____ Dataset records

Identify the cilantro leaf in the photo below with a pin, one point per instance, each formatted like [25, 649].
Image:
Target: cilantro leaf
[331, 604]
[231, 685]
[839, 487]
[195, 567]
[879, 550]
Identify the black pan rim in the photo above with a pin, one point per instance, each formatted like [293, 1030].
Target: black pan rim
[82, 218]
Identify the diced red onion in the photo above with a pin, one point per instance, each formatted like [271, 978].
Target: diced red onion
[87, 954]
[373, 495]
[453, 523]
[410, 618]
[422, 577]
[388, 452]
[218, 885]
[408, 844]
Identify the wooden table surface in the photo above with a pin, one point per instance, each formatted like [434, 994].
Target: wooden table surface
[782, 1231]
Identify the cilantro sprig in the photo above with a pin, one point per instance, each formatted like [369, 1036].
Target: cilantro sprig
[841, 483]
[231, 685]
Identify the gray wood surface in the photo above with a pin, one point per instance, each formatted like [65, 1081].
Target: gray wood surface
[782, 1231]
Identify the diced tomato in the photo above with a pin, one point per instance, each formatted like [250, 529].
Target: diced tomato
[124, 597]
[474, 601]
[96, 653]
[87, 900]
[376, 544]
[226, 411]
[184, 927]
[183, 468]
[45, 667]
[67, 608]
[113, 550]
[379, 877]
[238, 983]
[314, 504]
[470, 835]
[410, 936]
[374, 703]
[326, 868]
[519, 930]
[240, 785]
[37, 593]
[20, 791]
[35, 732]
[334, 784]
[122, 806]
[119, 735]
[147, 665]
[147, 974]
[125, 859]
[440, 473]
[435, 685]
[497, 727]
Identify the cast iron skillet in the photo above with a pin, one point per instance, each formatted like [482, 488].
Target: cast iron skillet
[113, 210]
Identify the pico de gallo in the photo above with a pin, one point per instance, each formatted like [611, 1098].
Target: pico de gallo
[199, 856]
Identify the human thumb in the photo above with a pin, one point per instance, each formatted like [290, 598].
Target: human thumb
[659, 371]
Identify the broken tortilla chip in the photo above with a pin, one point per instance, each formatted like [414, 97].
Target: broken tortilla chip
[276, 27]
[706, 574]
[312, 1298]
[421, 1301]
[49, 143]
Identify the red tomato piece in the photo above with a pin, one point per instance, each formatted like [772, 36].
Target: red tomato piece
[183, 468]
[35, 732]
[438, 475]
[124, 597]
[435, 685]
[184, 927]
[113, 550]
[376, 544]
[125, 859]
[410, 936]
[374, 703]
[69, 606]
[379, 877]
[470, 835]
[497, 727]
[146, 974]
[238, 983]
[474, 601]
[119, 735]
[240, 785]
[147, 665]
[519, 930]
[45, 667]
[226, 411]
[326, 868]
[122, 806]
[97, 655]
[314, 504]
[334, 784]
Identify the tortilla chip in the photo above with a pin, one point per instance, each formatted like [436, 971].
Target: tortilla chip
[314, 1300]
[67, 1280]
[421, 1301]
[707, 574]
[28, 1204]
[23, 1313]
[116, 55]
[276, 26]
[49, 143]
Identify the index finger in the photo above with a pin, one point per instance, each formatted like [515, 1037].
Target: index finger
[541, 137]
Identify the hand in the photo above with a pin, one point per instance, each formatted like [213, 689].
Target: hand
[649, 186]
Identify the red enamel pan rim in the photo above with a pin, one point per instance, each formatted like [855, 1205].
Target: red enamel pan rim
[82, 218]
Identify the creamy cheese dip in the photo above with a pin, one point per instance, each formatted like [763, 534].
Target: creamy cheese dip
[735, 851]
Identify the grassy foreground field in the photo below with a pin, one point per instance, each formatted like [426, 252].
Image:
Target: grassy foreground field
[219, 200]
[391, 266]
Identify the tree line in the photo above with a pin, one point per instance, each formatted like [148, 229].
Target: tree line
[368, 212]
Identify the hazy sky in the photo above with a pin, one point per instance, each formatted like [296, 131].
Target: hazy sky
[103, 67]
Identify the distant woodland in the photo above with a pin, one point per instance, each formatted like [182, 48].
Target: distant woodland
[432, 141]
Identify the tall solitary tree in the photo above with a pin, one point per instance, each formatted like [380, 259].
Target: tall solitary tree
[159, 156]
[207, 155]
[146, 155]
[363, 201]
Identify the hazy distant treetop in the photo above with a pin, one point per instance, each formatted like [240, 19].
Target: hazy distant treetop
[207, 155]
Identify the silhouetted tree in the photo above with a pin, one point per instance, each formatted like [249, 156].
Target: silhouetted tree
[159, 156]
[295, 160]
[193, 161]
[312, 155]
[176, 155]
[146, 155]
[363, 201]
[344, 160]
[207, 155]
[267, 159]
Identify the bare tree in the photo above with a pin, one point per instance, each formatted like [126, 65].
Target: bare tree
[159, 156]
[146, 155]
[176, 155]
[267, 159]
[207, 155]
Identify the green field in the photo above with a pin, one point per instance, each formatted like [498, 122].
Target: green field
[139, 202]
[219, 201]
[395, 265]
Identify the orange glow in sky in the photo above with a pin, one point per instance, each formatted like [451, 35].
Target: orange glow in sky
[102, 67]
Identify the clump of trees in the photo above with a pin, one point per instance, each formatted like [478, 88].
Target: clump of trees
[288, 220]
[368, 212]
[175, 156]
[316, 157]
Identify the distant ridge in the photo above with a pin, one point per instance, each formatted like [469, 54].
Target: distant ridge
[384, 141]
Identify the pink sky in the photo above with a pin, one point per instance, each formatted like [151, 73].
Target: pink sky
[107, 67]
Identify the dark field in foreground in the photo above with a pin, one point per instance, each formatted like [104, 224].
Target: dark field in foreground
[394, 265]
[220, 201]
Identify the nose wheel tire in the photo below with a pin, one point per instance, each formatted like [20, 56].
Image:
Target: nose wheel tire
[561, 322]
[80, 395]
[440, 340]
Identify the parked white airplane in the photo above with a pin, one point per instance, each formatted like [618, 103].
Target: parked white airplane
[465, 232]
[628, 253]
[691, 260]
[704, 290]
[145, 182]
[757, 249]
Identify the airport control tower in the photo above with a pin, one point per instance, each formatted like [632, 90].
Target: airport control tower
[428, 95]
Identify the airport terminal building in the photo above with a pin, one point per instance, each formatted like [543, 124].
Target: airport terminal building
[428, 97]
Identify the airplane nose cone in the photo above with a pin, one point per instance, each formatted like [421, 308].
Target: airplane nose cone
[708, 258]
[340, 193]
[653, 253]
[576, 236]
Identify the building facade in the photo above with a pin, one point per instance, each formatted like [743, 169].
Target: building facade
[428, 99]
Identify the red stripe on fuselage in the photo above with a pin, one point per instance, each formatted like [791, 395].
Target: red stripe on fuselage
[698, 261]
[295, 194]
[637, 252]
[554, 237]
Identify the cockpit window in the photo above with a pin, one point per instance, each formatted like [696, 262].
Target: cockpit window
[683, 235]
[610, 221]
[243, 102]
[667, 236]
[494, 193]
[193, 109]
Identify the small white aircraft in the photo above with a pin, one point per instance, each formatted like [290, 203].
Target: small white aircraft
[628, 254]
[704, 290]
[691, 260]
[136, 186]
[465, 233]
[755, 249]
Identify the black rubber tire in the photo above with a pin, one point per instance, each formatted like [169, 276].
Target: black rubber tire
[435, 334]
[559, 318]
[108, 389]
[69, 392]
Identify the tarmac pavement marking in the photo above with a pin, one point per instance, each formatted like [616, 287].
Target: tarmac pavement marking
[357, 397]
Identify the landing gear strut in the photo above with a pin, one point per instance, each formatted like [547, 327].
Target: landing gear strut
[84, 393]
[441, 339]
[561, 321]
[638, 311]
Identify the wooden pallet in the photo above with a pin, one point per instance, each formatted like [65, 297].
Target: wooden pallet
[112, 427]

________

_Required work_. Return the line that contains "Identify the parked" and all lines after it, verbatim, and nothing else.

_Expected answer_.
Identify the parked white airplane in the photo above with a pin, one point per instance, each formatted like [618, 103].
Target: parked white airplane
[465, 232]
[628, 253]
[691, 260]
[704, 290]
[145, 182]
[757, 249]
Identify the airport control tower in the photo above with a pin, one point per instance, each formatted like [632, 90].
Target: airport control tower
[428, 95]
Identify the airport terminal building in the photo above with a pin, one point per instance, each formatted like [543, 124].
Target: airport terminal building
[428, 97]
Identify the airplane nose cone in the photo above with a pin, one point per instance, each formatted like [421, 308].
Target: airplane nose cone
[708, 258]
[340, 193]
[653, 253]
[576, 236]
Identify the building facade in the photo above with a pin, one point per instance, each formatted like [743, 169].
Target: building facade
[428, 99]
Identify the red stripe on fuselage in the photo above with a pin, one point per instance, each formatted like [791, 395].
Target: red stripe on fuselage
[698, 261]
[295, 194]
[637, 252]
[554, 237]
Identify the cockpit window in the photo above with a pin, one point per instance, each formatted like [696, 262].
Target: cockpit window
[683, 235]
[610, 221]
[243, 102]
[667, 236]
[494, 193]
[193, 109]
Identify the small white aircraft in the photo above with a pin, one point per instance, each formatted like [290, 203].
Target: small white aircraft
[628, 254]
[704, 290]
[691, 260]
[136, 186]
[465, 233]
[755, 249]
Identify the black rubber tire in the photo above with a pin, one point per instance, each formatted like [169, 276].
Target: black rubber tire
[435, 334]
[559, 318]
[108, 389]
[69, 392]
Identify the tarmac pavement marking in the photo above with a pin, one point per instance, each formatted like [616, 287].
Target: tarmac pavement marking
[357, 397]
Identify the landing gear strut in the photo above with a pin, one point per instance, each formatted like [547, 327].
Target: landing gear strut
[84, 393]
[441, 339]
[561, 321]
[638, 311]
Identify the wooden pallet in the photo above with a pin, one point per instance, each formatted like [65, 297].
Target: wooden pallet
[112, 427]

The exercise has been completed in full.